▶ **Directions for this task**
Convert the lines below into a Markdown table with the columns No. and Line, starting at the line that contains "For the mapping pass, tag each instance of the forested" and ending at the last line of the rows. Number each line and leave out any blank lines.

▶ **Provided data**
-- Start --
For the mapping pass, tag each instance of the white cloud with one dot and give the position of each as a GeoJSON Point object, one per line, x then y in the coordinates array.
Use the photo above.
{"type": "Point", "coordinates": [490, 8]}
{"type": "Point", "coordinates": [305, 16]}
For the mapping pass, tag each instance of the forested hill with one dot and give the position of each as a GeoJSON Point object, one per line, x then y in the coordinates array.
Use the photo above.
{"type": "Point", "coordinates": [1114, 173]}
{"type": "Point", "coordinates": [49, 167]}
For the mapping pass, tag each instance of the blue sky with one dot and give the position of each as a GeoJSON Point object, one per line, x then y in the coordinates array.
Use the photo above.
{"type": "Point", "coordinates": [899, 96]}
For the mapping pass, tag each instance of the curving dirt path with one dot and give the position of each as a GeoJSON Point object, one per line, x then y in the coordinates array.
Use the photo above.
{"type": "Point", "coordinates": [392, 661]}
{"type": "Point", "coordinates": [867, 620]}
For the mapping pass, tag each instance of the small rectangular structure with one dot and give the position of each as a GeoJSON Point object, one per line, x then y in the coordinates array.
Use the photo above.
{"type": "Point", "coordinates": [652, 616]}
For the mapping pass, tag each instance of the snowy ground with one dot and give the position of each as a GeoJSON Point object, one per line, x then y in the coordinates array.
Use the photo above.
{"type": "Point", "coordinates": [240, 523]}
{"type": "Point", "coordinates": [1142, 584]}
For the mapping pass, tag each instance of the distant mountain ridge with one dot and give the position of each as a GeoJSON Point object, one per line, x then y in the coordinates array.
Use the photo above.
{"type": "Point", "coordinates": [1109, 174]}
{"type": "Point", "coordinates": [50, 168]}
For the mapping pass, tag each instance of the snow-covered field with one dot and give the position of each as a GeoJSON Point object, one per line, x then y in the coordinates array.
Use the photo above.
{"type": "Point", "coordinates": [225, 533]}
-- End --
▶ **Written response**
| No. | Line |
|---|---|
| 1 | For the mapping pass, tag each instance of the forested hill with one dot and give the position of each as a GeoJSON Point object, one per line, x then y in the coordinates array. |
| 2 | Use the photo above. |
| 3 | {"type": "Point", "coordinates": [1114, 173]} |
| 4 | {"type": "Point", "coordinates": [49, 167]} |
| 5 | For the mapping pass, tag each instance of the blue sky with one dot and give the position of each as a GeoJSON Point object, one per line, x then y in the coordinates array. |
| 6 | Use the photo above. |
| 7 | {"type": "Point", "coordinates": [899, 96]} |
| 8 | For the mapping pass, tag each instance of the curving dirt path with one dot and give the position of each as a GeoJSON Point object, one per line, x then y in the coordinates array. |
| 9 | Use the photo above. |
| 10 | {"type": "Point", "coordinates": [392, 661]} |
| 11 | {"type": "Point", "coordinates": [867, 620]} |
| 12 | For the mapping pass, tag each instance of the small rectangular structure with one dot and give the position of each as a GeoJSON Point object, one per line, x then y in the coordinates array. |
| 13 | Use the photo above. |
| 14 | {"type": "Point", "coordinates": [652, 616]} |
| 15 | For the mapping pass, tag each instance of the snowy ground with one dot and give the position of each as a GeoJSON Point object, one per line, x then y in the coordinates array. |
| 16 | Use the photo above. |
| 17 | {"type": "Point", "coordinates": [240, 523]} |
| 18 | {"type": "Point", "coordinates": [1142, 584]} |
| 19 | For the mapping pass, tag each instance of the distant mountain ridge with one dot and give the position of each as a GeoJSON Point object, one per line, x then y in the coordinates array. |
| 20 | Use the photo above. |
| 21 | {"type": "Point", "coordinates": [1109, 174]} |
| 22 | {"type": "Point", "coordinates": [50, 168]} |
| 23 | For the mapping pass, tag each instance of the snow-covered field with one dot and give the position of each as a GeoJSON Point object, one per line, x then y in the coordinates array. |
| 24 | Use the photo above. |
| 25 | {"type": "Point", "coordinates": [225, 533]} |